══ The input

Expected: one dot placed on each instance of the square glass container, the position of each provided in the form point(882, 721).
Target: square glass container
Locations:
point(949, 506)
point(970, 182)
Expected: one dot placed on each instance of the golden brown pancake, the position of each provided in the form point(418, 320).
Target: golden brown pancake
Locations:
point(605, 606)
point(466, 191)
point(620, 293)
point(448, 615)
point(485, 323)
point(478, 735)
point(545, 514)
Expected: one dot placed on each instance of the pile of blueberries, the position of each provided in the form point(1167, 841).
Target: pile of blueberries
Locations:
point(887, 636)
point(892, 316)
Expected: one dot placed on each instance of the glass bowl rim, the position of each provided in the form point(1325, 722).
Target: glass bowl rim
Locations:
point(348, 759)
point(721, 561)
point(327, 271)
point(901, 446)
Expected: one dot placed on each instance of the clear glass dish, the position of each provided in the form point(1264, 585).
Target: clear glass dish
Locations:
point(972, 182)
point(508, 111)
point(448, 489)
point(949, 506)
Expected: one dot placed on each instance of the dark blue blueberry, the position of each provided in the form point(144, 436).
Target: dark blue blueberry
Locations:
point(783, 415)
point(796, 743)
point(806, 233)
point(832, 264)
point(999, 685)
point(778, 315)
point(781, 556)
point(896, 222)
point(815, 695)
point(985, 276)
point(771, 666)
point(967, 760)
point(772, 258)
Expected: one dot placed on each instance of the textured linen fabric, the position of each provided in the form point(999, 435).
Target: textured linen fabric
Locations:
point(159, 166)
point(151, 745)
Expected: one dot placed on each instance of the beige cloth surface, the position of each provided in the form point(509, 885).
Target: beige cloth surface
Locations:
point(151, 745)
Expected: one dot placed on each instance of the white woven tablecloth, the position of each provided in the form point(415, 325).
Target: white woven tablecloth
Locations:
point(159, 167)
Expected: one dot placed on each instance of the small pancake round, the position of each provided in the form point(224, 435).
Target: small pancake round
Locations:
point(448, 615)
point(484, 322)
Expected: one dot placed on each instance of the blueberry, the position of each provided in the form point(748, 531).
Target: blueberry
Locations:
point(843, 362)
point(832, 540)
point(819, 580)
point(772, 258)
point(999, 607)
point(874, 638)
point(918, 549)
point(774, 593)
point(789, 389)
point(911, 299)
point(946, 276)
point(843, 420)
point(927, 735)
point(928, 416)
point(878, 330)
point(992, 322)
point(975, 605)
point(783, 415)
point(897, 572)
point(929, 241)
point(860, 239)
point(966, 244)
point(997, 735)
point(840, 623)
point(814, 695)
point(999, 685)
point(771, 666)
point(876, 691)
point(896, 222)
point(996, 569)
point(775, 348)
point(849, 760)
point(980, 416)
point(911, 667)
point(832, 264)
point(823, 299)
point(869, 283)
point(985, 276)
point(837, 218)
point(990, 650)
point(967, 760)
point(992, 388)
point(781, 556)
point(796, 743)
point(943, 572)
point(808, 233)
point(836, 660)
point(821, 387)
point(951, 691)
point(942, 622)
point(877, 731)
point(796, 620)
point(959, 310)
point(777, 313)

════

▶ **What you are asked to do**
Arrange every item above as a two-column CSV with the header item_text,answer and one row per item. Put the item's text and its answer each in one quoted field, with line breaks replaced by spaces.

▶ **Answer to this problem**
item_text,answer
"Expected: one dot placed on each instance of the square glass container, the position of each provided in the form point(882, 721). Target: square glass container Locations:","point(949, 506) point(970, 182)"
"Expected: one dot placed on each instance of the golden brown pancake, the position of each provided in the form point(418, 320). Target: golden brown pancake Locations:","point(605, 606) point(466, 191) point(620, 293) point(448, 615) point(485, 323) point(478, 735) point(545, 514)"
"Expected: one dot placed on each instance of the pile of blueberries, the position of each provided in the form point(1167, 841). Target: pile of blueberries Locations:","point(887, 636) point(892, 316)"
"Expected: one dot placed on each instance of the glass bowl rim, the position of each provided in the form point(1325, 722). Target: glass bowl rim Locations:","point(348, 759) point(721, 561) point(327, 271) point(901, 446)"
"Expected: one dot placed on each instance of the clear glass dish, the position of each provided in the form point(1264, 585). Target: clear glass dish Locations:","point(972, 182) point(508, 111) point(448, 489) point(949, 506)"
"Expected: one dot placed on each instance of the dark blue blueberry, the position of each provided in the form point(144, 436). Target: dark blue blueberry Locations:","point(783, 415) point(796, 743) point(806, 233) point(832, 264) point(999, 685) point(778, 315) point(781, 556) point(896, 222) point(815, 695) point(985, 276) point(771, 666) point(967, 760) point(772, 258)"
"Expected: one dot placed on each instance of the textured linen fabric, the position of each provided in the form point(999, 435). Target: textured linen fabric Locations:","point(159, 166) point(151, 745)"
"Expected: one dot placed on each instance of the beige cloth surface, the position of each provided in the form point(509, 885). Target: beige cloth surface Locations:","point(151, 745)"
"Expected: one dot placed on each instance of the white woven tablecloth, the position of each provided in the form point(415, 325). Target: white woven tablecloth Locations:","point(159, 167)"
"Expected: one dot placed on each instance of the small pancake round, the position of each provided in the form point(224, 435). Target: small pancake round Locations:","point(448, 615) point(484, 322)"
"Expected: one dot placed on each instance of the blueberry, the position of each provided in the form point(748, 531). Target: blueberry Locations:","point(843, 362) point(832, 540) point(819, 580) point(772, 258) point(999, 607) point(874, 638) point(918, 549) point(774, 593) point(789, 389) point(911, 299) point(946, 276) point(843, 420) point(927, 735) point(928, 416) point(878, 330) point(992, 322) point(975, 605) point(783, 415) point(897, 572) point(929, 241) point(860, 239) point(966, 244) point(997, 735) point(840, 623) point(814, 695) point(999, 685) point(771, 666) point(876, 691) point(896, 222) point(996, 569) point(775, 348) point(849, 760) point(980, 416) point(911, 667) point(832, 264) point(823, 299) point(869, 283) point(985, 276) point(837, 218) point(990, 650) point(967, 760) point(992, 388) point(781, 556) point(796, 743) point(943, 572) point(808, 233) point(836, 660) point(821, 387) point(951, 691) point(942, 622) point(877, 731) point(796, 620) point(959, 310) point(777, 313)"